### [THE TASK]
The required output is the line containing "on the person's" and every line after it, transcribed exactly through the end of the data below.

### [AVAILABLE DATA]

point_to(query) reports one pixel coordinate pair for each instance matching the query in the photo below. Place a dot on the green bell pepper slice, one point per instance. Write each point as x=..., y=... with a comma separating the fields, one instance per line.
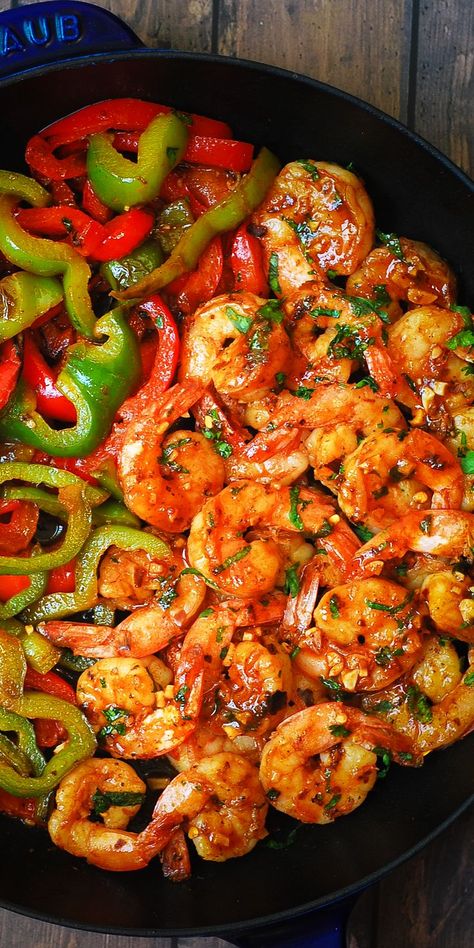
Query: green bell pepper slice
x=49, y=258
x=121, y=183
x=96, y=378
x=24, y=297
x=123, y=273
x=223, y=217
x=58, y=605
x=12, y=669
x=81, y=744
x=24, y=189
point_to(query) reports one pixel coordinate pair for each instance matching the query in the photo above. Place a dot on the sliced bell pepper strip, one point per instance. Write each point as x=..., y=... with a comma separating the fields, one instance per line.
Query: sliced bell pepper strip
x=10, y=365
x=225, y=216
x=246, y=261
x=85, y=595
x=15, y=722
x=25, y=597
x=80, y=744
x=24, y=188
x=192, y=289
x=166, y=359
x=24, y=298
x=125, y=114
x=131, y=268
x=37, y=373
x=96, y=378
x=123, y=234
x=121, y=183
x=12, y=669
x=93, y=205
x=43, y=163
x=82, y=231
x=49, y=258
x=219, y=153
x=78, y=529
x=20, y=530
x=62, y=578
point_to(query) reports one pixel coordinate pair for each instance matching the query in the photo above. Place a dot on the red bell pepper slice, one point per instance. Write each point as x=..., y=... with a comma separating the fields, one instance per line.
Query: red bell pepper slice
x=12, y=585
x=202, y=150
x=219, y=153
x=84, y=233
x=50, y=733
x=123, y=234
x=49, y=400
x=62, y=578
x=199, y=286
x=246, y=261
x=44, y=164
x=10, y=364
x=22, y=808
x=124, y=115
x=93, y=205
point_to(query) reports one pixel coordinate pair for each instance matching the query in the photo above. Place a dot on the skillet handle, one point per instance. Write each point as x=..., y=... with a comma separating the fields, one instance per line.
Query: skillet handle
x=325, y=928
x=48, y=32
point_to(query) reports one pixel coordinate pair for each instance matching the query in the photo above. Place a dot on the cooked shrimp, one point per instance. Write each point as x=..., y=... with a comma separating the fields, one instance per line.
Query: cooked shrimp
x=105, y=843
x=434, y=706
x=393, y=471
x=316, y=217
x=449, y=597
x=337, y=416
x=218, y=549
x=165, y=479
x=344, y=739
x=445, y=533
x=220, y=804
x=134, y=717
x=419, y=344
x=237, y=342
x=174, y=601
x=365, y=635
x=419, y=277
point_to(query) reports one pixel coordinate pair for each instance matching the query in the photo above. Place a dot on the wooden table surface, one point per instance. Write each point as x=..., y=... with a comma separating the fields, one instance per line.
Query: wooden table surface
x=413, y=60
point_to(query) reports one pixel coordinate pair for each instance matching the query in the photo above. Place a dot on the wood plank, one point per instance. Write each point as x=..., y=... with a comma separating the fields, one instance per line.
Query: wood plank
x=443, y=108
x=363, y=47
x=183, y=24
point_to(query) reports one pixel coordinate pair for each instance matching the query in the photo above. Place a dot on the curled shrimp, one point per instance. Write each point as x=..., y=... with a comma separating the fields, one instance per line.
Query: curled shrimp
x=220, y=804
x=105, y=843
x=320, y=763
x=149, y=628
x=217, y=544
x=134, y=707
x=448, y=595
x=444, y=533
x=419, y=276
x=365, y=635
x=164, y=479
x=434, y=705
x=393, y=471
x=316, y=217
x=235, y=342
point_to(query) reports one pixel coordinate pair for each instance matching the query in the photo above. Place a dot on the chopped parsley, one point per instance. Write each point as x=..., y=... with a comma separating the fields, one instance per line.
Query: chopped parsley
x=273, y=278
x=241, y=322
x=392, y=242
x=235, y=558
x=292, y=585
x=101, y=802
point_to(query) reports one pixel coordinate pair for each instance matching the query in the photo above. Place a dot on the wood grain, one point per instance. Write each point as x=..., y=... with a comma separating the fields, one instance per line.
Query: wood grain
x=443, y=108
x=363, y=47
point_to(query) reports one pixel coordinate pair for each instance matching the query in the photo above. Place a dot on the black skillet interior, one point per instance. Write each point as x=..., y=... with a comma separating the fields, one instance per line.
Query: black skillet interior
x=416, y=193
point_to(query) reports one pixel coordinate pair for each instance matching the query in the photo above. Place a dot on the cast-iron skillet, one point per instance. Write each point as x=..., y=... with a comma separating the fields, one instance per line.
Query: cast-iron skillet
x=418, y=193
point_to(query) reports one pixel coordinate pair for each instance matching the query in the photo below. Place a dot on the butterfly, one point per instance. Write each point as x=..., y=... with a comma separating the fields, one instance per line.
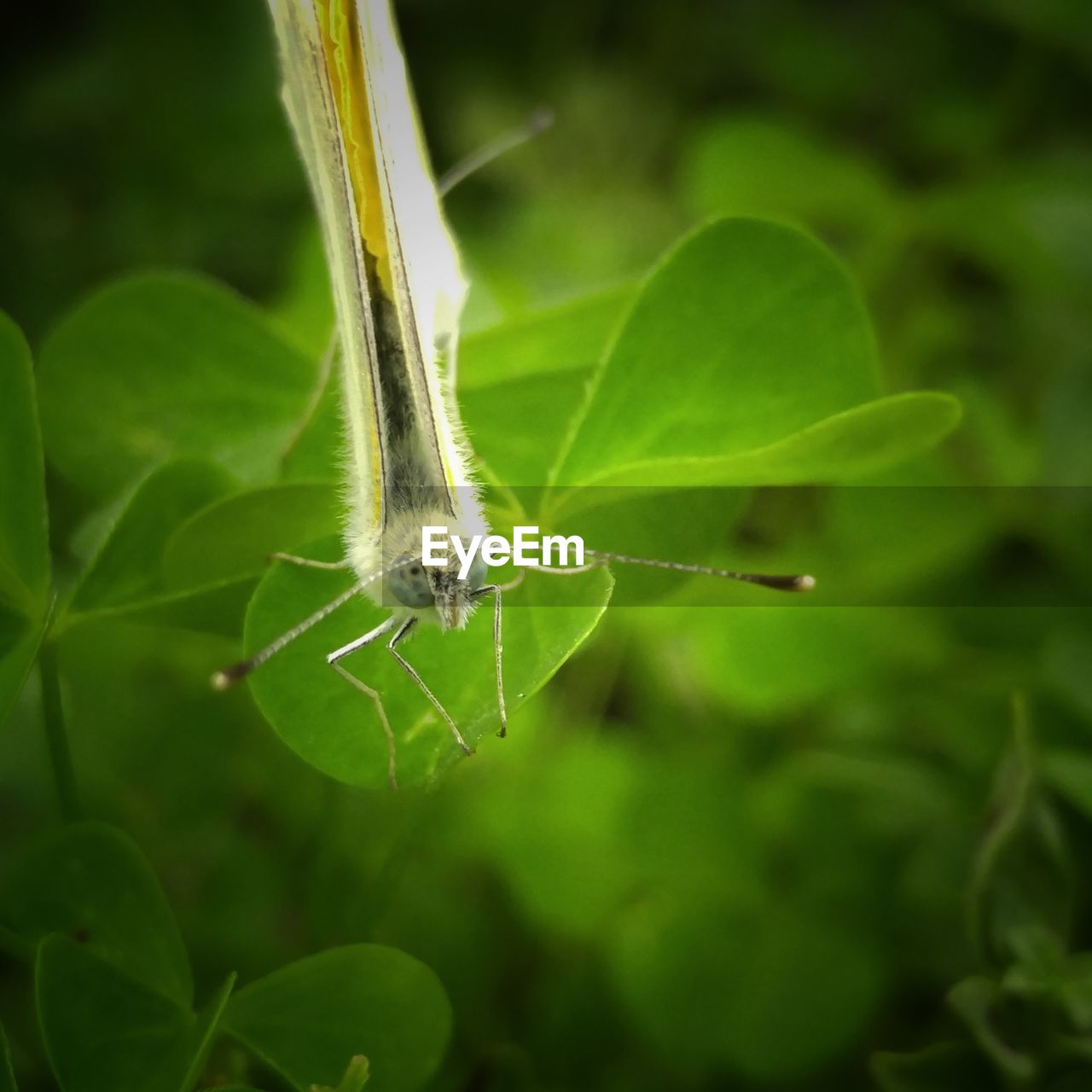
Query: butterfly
x=398, y=289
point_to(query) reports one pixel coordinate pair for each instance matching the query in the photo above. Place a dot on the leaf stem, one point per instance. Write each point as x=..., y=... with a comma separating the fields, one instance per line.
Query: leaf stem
x=53, y=713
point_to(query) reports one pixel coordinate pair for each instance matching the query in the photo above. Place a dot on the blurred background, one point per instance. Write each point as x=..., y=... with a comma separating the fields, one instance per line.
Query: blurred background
x=741, y=852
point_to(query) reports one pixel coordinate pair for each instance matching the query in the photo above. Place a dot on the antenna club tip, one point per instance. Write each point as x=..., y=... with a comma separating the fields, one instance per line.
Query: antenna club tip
x=227, y=677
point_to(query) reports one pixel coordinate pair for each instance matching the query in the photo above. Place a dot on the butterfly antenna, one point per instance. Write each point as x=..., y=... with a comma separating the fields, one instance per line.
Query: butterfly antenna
x=229, y=676
x=796, y=584
x=538, y=121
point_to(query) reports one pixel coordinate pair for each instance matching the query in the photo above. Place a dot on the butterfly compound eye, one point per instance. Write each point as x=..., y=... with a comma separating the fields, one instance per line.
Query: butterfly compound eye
x=410, y=585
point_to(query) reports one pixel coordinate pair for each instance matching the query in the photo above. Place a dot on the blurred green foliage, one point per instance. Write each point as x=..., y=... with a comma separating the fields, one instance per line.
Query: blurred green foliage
x=745, y=846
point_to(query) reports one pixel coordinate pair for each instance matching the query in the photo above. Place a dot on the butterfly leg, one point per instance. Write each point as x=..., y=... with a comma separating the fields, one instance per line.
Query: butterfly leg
x=340, y=654
x=495, y=591
x=401, y=635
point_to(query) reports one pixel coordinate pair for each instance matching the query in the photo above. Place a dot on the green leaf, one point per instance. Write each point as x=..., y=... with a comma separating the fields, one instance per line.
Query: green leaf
x=7, y=1073
x=1069, y=771
x=770, y=994
x=543, y=404
x=90, y=882
x=20, y=640
x=201, y=1037
x=764, y=369
x=106, y=1032
x=234, y=535
x=171, y=365
x=335, y=729
x=309, y=1019
x=356, y=1077
x=976, y=1002
x=752, y=165
x=572, y=336
x=127, y=568
x=944, y=1067
x=1021, y=874
x=24, y=546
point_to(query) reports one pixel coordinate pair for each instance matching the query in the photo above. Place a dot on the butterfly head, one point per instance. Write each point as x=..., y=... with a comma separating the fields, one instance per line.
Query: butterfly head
x=420, y=588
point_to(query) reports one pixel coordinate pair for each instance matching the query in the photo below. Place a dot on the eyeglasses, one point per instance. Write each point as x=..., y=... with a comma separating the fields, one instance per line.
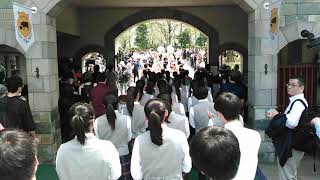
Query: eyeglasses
x=292, y=85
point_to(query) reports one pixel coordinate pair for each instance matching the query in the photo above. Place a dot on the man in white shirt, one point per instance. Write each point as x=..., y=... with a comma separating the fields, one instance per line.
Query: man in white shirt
x=228, y=107
x=295, y=88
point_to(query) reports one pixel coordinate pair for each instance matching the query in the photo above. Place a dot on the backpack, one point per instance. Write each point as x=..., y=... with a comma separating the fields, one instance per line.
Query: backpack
x=4, y=112
x=304, y=136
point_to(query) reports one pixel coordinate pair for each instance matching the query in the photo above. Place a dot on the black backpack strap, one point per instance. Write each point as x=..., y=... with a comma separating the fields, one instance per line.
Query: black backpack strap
x=296, y=101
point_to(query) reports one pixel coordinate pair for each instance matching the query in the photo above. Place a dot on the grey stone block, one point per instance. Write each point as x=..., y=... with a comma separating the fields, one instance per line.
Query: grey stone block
x=295, y=18
x=313, y=8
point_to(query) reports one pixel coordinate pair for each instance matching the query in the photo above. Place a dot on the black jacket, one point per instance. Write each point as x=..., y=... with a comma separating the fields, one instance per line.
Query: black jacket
x=281, y=137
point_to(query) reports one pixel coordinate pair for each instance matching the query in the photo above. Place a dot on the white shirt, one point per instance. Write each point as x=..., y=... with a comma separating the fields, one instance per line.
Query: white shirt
x=191, y=114
x=95, y=160
x=168, y=134
x=249, y=142
x=294, y=116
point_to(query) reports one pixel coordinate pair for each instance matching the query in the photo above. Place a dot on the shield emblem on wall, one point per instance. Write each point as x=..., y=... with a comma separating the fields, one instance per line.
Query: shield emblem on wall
x=24, y=25
x=274, y=22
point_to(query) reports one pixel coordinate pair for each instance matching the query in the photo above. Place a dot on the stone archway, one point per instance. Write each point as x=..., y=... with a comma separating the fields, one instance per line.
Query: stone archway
x=168, y=13
x=87, y=49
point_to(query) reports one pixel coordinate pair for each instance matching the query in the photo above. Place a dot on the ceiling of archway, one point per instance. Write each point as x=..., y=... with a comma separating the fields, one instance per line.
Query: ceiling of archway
x=149, y=3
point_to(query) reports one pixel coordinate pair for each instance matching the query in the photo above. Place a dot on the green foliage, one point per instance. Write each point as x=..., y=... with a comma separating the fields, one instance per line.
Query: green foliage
x=141, y=40
x=201, y=40
x=184, y=39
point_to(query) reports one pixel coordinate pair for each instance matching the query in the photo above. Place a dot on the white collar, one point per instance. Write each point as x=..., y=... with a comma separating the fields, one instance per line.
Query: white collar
x=298, y=96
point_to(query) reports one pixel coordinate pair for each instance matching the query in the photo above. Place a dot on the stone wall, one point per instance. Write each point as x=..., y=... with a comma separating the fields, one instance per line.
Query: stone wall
x=43, y=91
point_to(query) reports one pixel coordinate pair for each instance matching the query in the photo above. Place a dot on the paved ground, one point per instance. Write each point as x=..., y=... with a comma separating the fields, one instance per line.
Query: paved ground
x=305, y=170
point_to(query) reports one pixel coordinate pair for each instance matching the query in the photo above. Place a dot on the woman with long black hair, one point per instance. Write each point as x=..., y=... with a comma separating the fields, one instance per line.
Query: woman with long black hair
x=161, y=152
x=115, y=127
x=86, y=157
x=136, y=112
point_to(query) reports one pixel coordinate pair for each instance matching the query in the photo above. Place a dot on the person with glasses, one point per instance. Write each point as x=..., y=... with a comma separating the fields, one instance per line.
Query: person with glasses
x=295, y=88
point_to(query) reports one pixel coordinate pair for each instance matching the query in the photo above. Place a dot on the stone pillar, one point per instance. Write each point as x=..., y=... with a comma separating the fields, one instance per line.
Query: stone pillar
x=44, y=90
x=262, y=77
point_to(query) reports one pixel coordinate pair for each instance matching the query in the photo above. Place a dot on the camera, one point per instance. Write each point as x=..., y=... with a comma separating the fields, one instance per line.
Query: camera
x=312, y=41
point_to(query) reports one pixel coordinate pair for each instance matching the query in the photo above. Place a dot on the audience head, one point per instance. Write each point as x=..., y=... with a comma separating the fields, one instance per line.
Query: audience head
x=18, y=155
x=215, y=152
x=228, y=106
x=82, y=117
x=101, y=77
x=167, y=99
x=132, y=96
x=111, y=103
x=14, y=84
x=156, y=112
x=200, y=92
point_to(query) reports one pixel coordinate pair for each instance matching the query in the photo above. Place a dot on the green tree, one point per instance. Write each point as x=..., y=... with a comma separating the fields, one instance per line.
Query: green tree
x=184, y=39
x=201, y=40
x=141, y=39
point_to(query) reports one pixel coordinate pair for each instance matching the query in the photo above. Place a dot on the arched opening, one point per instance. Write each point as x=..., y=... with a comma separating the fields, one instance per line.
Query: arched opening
x=231, y=59
x=163, y=39
x=13, y=63
x=89, y=60
x=164, y=13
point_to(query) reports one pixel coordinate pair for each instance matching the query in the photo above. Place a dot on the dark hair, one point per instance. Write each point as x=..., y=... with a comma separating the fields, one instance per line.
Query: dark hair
x=82, y=116
x=110, y=102
x=177, y=84
x=150, y=86
x=132, y=94
x=236, y=76
x=101, y=77
x=18, y=151
x=215, y=152
x=13, y=83
x=140, y=87
x=168, y=100
x=155, y=110
x=229, y=105
x=96, y=68
x=299, y=78
x=200, y=92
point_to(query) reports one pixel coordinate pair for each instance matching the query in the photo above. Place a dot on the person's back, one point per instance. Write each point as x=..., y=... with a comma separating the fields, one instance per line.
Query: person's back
x=118, y=136
x=86, y=157
x=16, y=107
x=161, y=152
x=249, y=152
x=138, y=119
x=88, y=162
x=228, y=107
x=179, y=122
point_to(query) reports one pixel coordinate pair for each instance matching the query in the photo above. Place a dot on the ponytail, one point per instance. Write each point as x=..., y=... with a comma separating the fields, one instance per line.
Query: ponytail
x=81, y=121
x=79, y=128
x=155, y=128
x=111, y=116
x=110, y=101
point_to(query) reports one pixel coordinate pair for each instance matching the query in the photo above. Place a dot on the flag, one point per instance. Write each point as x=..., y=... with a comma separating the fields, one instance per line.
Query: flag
x=23, y=25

### [YOUR SOLUTION]
point_to(query) reports one pixel coordinate pair for each instance matching the query in the photo above. Place a dot on the person's back, one point per instance. Write each point as x=..., y=... with a comma separating the fields, one instance per line.
Query: person's back
x=118, y=136
x=86, y=157
x=16, y=107
x=161, y=152
x=249, y=152
x=138, y=119
x=88, y=162
x=228, y=107
x=179, y=122
point_to(query) reports one pixel coordinate pair for each instance matching the query in the photo above. Place a dot on the ponytail, one point per instance. Write each point as x=..., y=... with a comma separating the fields, one instance per line.
Query: ponytail
x=81, y=121
x=79, y=128
x=155, y=128
x=111, y=116
x=110, y=101
point_to(query) reports one pixel coordinate pair for each instance matching the query in the photo above. Place a dot on the flag, one point per instance. Write each point as x=..., y=... with a comma separating the fields, one instance per line.
Query: flag
x=23, y=25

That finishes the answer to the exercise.